**Data excerpts:**
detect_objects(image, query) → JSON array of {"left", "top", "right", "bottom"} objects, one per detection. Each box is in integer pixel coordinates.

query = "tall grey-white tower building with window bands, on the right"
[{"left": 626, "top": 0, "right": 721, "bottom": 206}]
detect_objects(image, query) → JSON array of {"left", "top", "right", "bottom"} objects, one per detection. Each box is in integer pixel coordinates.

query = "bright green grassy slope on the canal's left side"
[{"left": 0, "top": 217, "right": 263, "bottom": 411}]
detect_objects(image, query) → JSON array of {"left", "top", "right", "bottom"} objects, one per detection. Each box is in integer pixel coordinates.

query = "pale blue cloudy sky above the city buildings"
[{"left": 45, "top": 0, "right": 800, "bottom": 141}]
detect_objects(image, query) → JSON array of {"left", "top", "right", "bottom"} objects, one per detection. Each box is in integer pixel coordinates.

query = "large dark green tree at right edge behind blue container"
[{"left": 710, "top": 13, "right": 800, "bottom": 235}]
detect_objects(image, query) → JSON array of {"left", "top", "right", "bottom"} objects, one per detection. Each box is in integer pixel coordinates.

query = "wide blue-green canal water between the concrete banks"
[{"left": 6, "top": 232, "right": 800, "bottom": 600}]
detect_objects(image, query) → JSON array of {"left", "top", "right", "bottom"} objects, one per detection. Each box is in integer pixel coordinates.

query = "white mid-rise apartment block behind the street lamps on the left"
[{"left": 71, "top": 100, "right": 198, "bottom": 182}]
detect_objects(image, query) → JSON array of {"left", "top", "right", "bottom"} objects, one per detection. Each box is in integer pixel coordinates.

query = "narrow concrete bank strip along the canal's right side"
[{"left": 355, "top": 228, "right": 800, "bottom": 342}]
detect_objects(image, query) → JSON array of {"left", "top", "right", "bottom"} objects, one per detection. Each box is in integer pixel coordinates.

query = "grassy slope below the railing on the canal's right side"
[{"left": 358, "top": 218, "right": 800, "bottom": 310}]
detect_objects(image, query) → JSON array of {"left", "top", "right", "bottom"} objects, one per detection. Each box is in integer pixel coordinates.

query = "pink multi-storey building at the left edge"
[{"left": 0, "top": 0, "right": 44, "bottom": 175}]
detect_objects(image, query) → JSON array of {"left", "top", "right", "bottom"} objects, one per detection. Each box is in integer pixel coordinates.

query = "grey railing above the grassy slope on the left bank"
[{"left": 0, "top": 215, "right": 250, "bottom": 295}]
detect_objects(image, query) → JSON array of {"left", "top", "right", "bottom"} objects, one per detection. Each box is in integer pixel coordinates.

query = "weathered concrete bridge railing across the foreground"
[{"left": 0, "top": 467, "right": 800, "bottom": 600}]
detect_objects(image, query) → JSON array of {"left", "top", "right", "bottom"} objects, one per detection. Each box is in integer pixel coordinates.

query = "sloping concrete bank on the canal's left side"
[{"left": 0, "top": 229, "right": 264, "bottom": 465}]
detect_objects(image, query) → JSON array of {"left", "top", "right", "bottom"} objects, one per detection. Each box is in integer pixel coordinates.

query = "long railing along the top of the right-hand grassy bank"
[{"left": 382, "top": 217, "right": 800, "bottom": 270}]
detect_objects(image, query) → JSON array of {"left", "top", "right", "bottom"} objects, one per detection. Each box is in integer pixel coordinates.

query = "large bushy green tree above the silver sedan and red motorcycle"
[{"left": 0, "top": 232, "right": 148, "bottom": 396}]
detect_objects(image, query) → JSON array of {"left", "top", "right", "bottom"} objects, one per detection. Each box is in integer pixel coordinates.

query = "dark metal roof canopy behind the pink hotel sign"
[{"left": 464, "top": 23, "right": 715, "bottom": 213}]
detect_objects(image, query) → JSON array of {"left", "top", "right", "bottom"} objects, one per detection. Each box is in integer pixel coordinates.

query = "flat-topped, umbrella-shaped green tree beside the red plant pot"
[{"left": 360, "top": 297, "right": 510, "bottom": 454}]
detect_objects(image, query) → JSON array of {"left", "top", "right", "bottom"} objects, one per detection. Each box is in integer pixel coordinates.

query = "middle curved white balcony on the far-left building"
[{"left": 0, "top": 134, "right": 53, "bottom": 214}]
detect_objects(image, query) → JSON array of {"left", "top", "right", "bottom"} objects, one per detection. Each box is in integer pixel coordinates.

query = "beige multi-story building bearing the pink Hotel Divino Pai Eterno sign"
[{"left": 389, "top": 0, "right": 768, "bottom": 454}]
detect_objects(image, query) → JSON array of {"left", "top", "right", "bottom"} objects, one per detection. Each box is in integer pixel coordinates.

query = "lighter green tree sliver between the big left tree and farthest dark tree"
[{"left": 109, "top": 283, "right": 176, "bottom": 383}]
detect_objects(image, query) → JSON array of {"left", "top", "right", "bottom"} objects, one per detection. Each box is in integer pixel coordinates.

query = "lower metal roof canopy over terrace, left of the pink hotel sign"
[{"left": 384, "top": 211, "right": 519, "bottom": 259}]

**TASK TO COMPLETE:**
Could you retype every record above exactly as it appears?

**EXERCISE RESPONSE:**
detect_objects(image, query) → JSON array of {"left", "top", "right", "bottom"} objects, one per detection. Each box is in integer pixel coordinates.

query = "tall grey-white tower building with window bands, on the right"
[{"left": 626, "top": 0, "right": 721, "bottom": 206}]
detect_objects(image, query) → JSON array of {"left", "top", "right", "bottom"} objects, one per detection. Each box is in integer pixel coordinates.

query = "bright green grassy slope on the canal's left side"
[{"left": 0, "top": 217, "right": 263, "bottom": 411}]
detect_objects(image, query) → JSON array of {"left", "top", "right", "bottom"} objects, one per detection. Each box is in integer pixel coordinates.

query = "pale blue cloudy sky above the city buildings"
[{"left": 45, "top": 0, "right": 800, "bottom": 141}]
detect_objects(image, query) → JSON array of {"left", "top", "right", "bottom"} objects, one per detection. Each box is in integer pixel coordinates.

query = "large dark green tree at right edge behind blue container"
[{"left": 710, "top": 13, "right": 800, "bottom": 235}]
detect_objects(image, query) → JSON array of {"left", "top", "right", "bottom"} objects, one per detection. Each box is in integer pixel coordinates.

query = "wide blue-green canal water between the concrete banks"
[{"left": 6, "top": 232, "right": 800, "bottom": 600}]
detect_objects(image, query) → JSON array of {"left", "top", "right", "bottom"} objects, one per detection. Each box is in integer pixel coordinates.

query = "white mid-rise apartment block behind the street lamps on the left"
[{"left": 71, "top": 100, "right": 198, "bottom": 182}]
detect_objects(image, query) → JSON array of {"left", "top", "right", "bottom"} objects, one per detection. Each box is in integer pixel coordinates.

query = "narrow concrete bank strip along the canal's right side"
[{"left": 355, "top": 228, "right": 800, "bottom": 342}]
detect_objects(image, query) → JSON array of {"left", "top", "right", "bottom"} objects, one per detection. Each box is in integer pixel coordinates.

query = "grassy slope below the railing on the canal's right side"
[{"left": 358, "top": 218, "right": 800, "bottom": 310}]
detect_objects(image, query) → JSON array of {"left", "top", "right", "bottom"} objects, one per detection. Each box is in integer pixel coordinates.

query = "pink multi-storey building at the left edge"
[{"left": 0, "top": 0, "right": 44, "bottom": 175}]
detect_objects(image, query) → JSON array of {"left", "top", "right", "bottom"} objects, one per detection. Each box is in integer pixel coordinates.

query = "grey railing above the grassy slope on the left bank"
[{"left": 0, "top": 215, "right": 250, "bottom": 295}]
detect_objects(image, query) → JSON array of {"left", "top", "right", "bottom"} objects, one per detection. Each box is in integer pixel coordinates.

query = "weathered concrete bridge railing across the foreground"
[{"left": 0, "top": 467, "right": 800, "bottom": 600}]
detect_objects(image, query) → JSON array of {"left", "top", "right", "bottom"} objects, one per detection. Each box is in integer pixel coordinates.

query = "sloping concrete bank on the canal's left side"
[{"left": 0, "top": 229, "right": 264, "bottom": 465}]
detect_objects(image, query) → JSON array of {"left", "top", "right", "bottom"} objects, one per detection. Each box is in integer pixel coordinates.

query = "long railing along the top of the right-hand grassy bank"
[{"left": 382, "top": 217, "right": 800, "bottom": 270}]
detect_objects(image, query) → JSON array of {"left", "top", "right", "bottom"} objects, one per detection. Each box is in integer pixel coordinates.

query = "large bushy green tree above the silver sedan and red motorcycle"
[{"left": 0, "top": 232, "right": 148, "bottom": 396}]
detect_objects(image, query) → JSON array of {"left", "top", "right", "bottom"} objects, one per detection. Each box is in integer pixel coordinates.

query = "dark metal roof canopy behind the pink hotel sign"
[{"left": 464, "top": 23, "right": 715, "bottom": 213}]
detect_objects(image, query) → JSON array of {"left", "top", "right", "bottom"} objects, one per detection. Each box is in integer pixel coordinates.

query = "flat-topped, umbrella-shaped green tree beside the red plant pot"
[{"left": 360, "top": 297, "right": 510, "bottom": 454}]
detect_objects(image, query) → JSON array of {"left", "top", "right", "bottom"} objects, one per detection. Each box is in integer pixel coordinates.

query = "middle curved white balcony on the far-left building"
[{"left": 0, "top": 134, "right": 53, "bottom": 214}]
detect_objects(image, query) → JSON array of {"left", "top", "right", "bottom"} objects, one per detection. Each box is in integer pixel coordinates.

query = "beige multi-story building bearing the pink Hotel Divino Pai Eterno sign"
[{"left": 389, "top": 0, "right": 768, "bottom": 454}]
detect_objects(image, query) → JSON array of {"left", "top", "right", "bottom"} objects, one per detection. Each box is in integer pixel coordinates.

query = "lighter green tree sliver between the big left tree and farthest dark tree"
[{"left": 109, "top": 283, "right": 176, "bottom": 383}]
detect_objects(image, query) → JSON array of {"left", "top", "right", "bottom"} objects, one per detection. Each box is in integer pixel coordinates.

query = "lower metal roof canopy over terrace, left of the pink hotel sign"
[{"left": 384, "top": 211, "right": 519, "bottom": 259}]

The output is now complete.